__To do__:
Exactly how many lines in this data contain the word "segment"? Only the number should be given.

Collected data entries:
********************
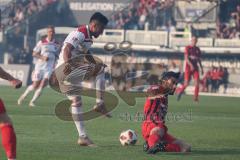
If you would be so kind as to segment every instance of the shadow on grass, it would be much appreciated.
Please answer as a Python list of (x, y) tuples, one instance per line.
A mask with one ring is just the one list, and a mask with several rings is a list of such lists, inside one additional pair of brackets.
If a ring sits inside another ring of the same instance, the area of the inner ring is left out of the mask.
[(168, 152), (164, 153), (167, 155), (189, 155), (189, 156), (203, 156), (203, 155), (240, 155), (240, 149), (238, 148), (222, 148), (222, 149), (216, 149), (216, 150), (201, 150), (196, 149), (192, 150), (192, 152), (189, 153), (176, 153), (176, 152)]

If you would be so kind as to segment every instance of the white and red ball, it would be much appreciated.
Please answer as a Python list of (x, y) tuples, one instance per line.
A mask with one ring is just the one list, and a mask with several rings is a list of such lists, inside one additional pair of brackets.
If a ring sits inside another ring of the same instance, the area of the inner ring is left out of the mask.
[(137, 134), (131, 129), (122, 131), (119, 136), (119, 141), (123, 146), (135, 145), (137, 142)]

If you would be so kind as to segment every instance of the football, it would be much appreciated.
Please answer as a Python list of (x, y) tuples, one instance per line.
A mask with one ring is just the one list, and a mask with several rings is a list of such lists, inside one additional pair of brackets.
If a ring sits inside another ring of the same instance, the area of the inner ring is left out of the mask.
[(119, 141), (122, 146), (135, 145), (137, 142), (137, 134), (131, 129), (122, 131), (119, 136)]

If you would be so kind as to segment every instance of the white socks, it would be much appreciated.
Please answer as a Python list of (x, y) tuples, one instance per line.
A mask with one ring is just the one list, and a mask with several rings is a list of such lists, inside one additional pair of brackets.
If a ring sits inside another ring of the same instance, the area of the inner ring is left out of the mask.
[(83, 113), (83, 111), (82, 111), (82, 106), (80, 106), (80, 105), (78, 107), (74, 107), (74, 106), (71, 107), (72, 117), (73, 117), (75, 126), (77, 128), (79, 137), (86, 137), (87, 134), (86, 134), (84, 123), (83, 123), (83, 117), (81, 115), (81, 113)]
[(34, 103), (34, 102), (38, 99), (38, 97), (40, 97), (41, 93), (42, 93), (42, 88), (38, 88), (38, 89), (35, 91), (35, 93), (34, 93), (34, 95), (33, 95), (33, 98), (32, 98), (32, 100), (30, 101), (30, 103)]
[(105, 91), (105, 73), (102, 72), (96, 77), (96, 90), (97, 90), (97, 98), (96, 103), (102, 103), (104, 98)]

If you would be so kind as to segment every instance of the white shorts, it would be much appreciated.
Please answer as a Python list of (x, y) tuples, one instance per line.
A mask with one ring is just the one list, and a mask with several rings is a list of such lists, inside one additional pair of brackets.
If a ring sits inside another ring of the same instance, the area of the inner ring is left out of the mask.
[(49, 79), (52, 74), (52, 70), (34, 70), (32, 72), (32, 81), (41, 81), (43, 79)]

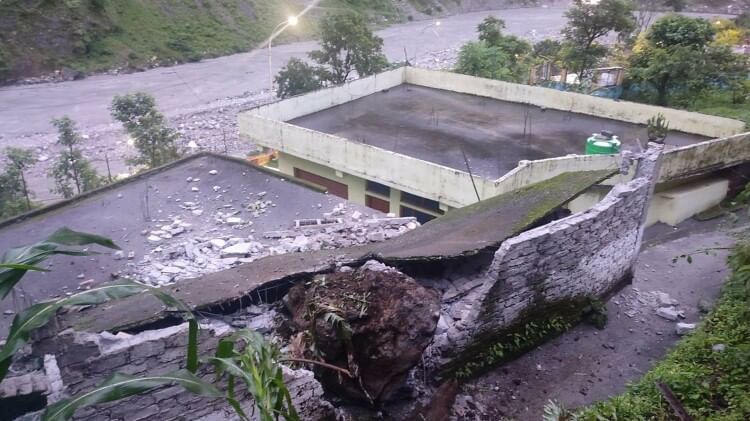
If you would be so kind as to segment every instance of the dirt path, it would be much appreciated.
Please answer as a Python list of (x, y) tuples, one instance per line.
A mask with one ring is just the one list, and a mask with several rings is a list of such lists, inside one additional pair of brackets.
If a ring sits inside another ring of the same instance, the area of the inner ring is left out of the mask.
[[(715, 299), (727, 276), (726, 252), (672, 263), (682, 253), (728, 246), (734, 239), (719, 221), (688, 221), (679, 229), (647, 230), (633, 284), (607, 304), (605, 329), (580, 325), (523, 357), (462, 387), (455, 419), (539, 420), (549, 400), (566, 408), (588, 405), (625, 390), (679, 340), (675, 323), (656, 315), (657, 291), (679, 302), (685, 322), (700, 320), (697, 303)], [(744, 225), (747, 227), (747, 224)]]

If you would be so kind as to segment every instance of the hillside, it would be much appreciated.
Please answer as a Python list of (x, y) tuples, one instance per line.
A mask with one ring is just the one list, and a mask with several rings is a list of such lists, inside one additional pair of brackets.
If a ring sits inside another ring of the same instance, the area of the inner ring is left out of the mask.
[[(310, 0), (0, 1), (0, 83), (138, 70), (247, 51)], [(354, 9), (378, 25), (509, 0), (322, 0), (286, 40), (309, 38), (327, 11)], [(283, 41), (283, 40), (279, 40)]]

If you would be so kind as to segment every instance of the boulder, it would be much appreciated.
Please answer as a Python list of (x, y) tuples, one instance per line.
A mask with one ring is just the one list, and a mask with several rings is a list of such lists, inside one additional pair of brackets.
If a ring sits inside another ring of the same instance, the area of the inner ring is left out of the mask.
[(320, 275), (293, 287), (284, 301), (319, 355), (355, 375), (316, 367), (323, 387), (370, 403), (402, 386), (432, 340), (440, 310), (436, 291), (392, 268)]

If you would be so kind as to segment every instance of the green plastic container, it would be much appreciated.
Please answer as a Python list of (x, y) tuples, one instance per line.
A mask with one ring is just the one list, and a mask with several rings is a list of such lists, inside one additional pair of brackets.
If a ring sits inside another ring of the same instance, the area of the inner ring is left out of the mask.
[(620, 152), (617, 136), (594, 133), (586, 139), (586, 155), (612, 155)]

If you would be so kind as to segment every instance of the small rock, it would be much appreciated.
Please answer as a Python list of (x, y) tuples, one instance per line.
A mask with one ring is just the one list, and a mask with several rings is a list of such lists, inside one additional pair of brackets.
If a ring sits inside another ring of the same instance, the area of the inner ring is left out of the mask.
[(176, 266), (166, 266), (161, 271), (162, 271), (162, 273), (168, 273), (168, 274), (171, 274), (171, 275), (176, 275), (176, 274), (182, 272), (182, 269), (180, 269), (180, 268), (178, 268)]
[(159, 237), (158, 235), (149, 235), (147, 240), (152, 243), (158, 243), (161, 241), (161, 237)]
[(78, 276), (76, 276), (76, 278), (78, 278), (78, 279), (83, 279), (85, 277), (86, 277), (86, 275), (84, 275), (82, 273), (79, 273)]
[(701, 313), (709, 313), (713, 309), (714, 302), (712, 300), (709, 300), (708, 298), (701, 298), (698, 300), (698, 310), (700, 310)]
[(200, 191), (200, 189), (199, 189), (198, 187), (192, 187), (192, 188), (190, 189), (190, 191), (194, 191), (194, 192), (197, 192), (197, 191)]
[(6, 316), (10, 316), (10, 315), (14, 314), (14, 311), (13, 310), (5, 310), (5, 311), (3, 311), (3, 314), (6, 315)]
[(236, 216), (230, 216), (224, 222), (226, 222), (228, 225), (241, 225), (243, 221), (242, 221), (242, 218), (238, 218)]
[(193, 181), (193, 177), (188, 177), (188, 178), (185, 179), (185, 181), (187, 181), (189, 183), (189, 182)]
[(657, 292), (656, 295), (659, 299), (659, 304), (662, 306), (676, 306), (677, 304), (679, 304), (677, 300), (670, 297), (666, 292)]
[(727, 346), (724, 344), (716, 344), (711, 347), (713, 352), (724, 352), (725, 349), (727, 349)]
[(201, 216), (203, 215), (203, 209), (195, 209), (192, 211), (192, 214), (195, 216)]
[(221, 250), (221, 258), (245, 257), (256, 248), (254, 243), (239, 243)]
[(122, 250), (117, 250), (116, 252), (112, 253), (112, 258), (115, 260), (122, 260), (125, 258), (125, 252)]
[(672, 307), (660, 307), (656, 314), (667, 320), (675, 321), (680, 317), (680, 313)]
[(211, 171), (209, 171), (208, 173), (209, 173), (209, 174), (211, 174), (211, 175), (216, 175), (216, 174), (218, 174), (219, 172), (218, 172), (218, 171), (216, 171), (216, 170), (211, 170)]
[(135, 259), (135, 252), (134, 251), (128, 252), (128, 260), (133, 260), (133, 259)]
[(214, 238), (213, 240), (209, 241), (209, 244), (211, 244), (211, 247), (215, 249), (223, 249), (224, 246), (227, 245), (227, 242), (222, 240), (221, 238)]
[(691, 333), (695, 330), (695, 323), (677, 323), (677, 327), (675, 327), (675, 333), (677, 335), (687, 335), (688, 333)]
********************
__Exercise result__:
10